Items from a dataset
■ ■ ■ ■ ■ ■ ■
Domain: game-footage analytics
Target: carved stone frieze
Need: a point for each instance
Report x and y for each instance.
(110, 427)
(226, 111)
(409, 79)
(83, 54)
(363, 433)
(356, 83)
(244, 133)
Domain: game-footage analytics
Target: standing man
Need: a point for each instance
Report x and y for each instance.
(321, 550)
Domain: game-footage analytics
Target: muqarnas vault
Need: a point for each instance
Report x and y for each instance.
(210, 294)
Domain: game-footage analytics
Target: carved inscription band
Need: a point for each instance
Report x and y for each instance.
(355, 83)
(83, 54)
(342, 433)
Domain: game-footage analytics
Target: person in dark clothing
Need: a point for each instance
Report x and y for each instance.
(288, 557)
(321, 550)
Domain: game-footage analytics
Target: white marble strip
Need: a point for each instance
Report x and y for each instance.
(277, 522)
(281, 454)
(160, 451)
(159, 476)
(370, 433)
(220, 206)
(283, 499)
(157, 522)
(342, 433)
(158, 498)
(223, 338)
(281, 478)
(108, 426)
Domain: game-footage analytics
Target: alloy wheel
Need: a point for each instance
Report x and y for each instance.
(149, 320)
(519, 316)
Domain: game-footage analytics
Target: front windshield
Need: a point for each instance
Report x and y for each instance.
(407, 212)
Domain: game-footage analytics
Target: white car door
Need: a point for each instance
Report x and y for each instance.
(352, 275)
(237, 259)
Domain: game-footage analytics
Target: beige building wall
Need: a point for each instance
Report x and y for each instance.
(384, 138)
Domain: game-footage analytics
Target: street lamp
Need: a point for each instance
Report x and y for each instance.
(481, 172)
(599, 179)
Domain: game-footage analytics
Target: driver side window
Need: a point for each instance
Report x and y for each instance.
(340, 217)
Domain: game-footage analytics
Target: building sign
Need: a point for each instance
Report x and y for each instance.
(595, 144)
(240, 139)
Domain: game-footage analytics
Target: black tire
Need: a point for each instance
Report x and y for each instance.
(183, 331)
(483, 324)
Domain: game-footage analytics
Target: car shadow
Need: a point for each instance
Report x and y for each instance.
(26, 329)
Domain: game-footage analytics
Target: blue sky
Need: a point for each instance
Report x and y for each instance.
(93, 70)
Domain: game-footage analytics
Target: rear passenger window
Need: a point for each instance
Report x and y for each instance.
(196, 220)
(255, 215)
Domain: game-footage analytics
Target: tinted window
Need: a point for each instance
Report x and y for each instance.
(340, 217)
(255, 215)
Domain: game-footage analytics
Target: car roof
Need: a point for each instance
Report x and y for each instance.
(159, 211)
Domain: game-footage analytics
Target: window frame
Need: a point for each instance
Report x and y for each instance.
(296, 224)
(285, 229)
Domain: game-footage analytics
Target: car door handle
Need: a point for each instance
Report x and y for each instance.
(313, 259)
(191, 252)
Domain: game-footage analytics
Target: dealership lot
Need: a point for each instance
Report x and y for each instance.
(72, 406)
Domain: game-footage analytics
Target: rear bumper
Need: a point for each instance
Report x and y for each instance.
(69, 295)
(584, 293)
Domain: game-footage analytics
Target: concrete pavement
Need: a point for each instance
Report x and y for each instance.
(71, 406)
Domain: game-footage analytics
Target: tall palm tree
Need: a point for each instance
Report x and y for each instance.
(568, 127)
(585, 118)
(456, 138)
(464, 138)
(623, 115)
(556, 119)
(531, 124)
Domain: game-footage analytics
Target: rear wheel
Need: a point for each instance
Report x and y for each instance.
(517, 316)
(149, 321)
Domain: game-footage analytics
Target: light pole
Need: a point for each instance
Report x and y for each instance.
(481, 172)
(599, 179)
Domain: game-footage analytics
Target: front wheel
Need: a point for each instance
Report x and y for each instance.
■ ■ ■ ■ ■ ■ ■
WORK TASK
Repeat back all entries verbatim.

EXERCISE RESPONSE
Domain: game-footage analytics
Target: carved stone frieze
Need: a point for each instance
Report x and y for each instance.
(110, 427)
(226, 111)
(409, 79)
(83, 54)
(363, 433)
(356, 83)
(244, 133)
Domain: game-footage analytics
Target: standing man
Need: a point for each instance
Report x and y for each instance.
(321, 550)
Domain: game-footage analytics
Target: muqarnas vault
Need: a point for each instance
Report x and y for each instance.
(210, 294)
Domain: game-footage analytics
Target: carved inscription band
Need: a point for each instance
Report x and y for each instance.
(355, 83)
(83, 54)
(342, 433)
Domain: game-footage analytics
Target: person in dark clothing
Need: a point for each instance
Report x and y for each instance.
(288, 557)
(321, 550)
Domain: game-footage analytics
Target: white marble strip
Need: a point for each instance
Report x and y for each instance.
(277, 522)
(281, 454)
(160, 451)
(159, 476)
(370, 433)
(220, 206)
(283, 499)
(157, 522)
(342, 433)
(158, 498)
(223, 338)
(281, 478)
(108, 426)
Domain: game-footage analytics
Target: alloy wheel
Need: a point for each instance
Report x and y for each instance.
(149, 320)
(519, 316)
Domain: game-footage analytics
Target: front windshield
Need: a point for each instance
Report x and y for each instance.
(407, 212)
Domain: game-footage analytics
Target: white car door
Need: a point for each instance
Report x and y for each instance.
(352, 275)
(237, 259)
Domain: game-footage analytics
Target: beige building wall
Need: a point for each instance
Report x and y for each instance.
(384, 138)
Domain: game-footage analytics
Target: street lamp
Need: a point for each instance
Report x and y for each instance.
(481, 172)
(599, 179)
Domain: game-footage analytics
Target: driver side window
Need: a point for each instance
Report x and y for each instance.
(340, 217)
Domain: game-footage analytics
Target: building sign
Need: a point for each instance
Report x and y for each instance.
(595, 144)
(240, 139)
Domain: game-footage analytics
Target: black tire
Need: a point for each instance
Report x and y for each instance.
(183, 331)
(483, 324)
Domain: game-footage analytics
Target: car shadow
Need: a point for each instance
Report x and y for each instance.
(26, 329)
Domain: game-footage analytics
Target: blue sky
Need: a point for each instance
Report x and y for each instance.
(93, 70)
Domain: game-footage analytics
Target: rear passenger window
Need: a point for each instance
Report x and y for each instance.
(196, 220)
(255, 215)
Domain: game-footage analytics
Target: tinted window
Need: a point for each instance
Report x and y for each instance.
(340, 217)
(255, 215)
Domain: game-footage analytics
Target: car roof
Need: a point for each instance
Report x and y for each instance.
(159, 211)
Domain: game-footage analytics
Target: window frame
Need: a point for each instance
Report x and y for each instance.
(296, 224)
(285, 229)
Domain: game-footage analytics
Target: car door handle
Need: a point for each instance
Report x and y for each instance.
(313, 259)
(191, 252)
Domain: game-footage analytics
Target: dealership lot
Need: a point for each instance
Report x and y for each instance.
(72, 406)
Domain: game-footage analytics
Target: rear bumper
Need: a point for each instance
Report x and y for each instance.
(69, 295)
(584, 293)
Domain: game-footage analytics
Target: concrete pavement
Need: a point for each instance
Report x and y for each instance.
(71, 406)
Domain: game-footage analytics
Target: tall palm tree
Need: a point for each instance
Report x and y for each instance.
(568, 127)
(585, 118)
(456, 138)
(464, 138)
(623, 115)
(556, 119)
(531, 124)
Domain: game-footage analytics
Target: rear wheel
Need: a point for each instance
Report x and y for each instance.
(517, 316)
(149, 321)
Domain: game-footage analytics
Target: light pole
Need: a point for each instance
Report x and y for each instance.
(481, 172)
(599, 179)
Domain: game-footage analytics
Target: front wheel
Need: a point for each instance
Report x and y for each instance.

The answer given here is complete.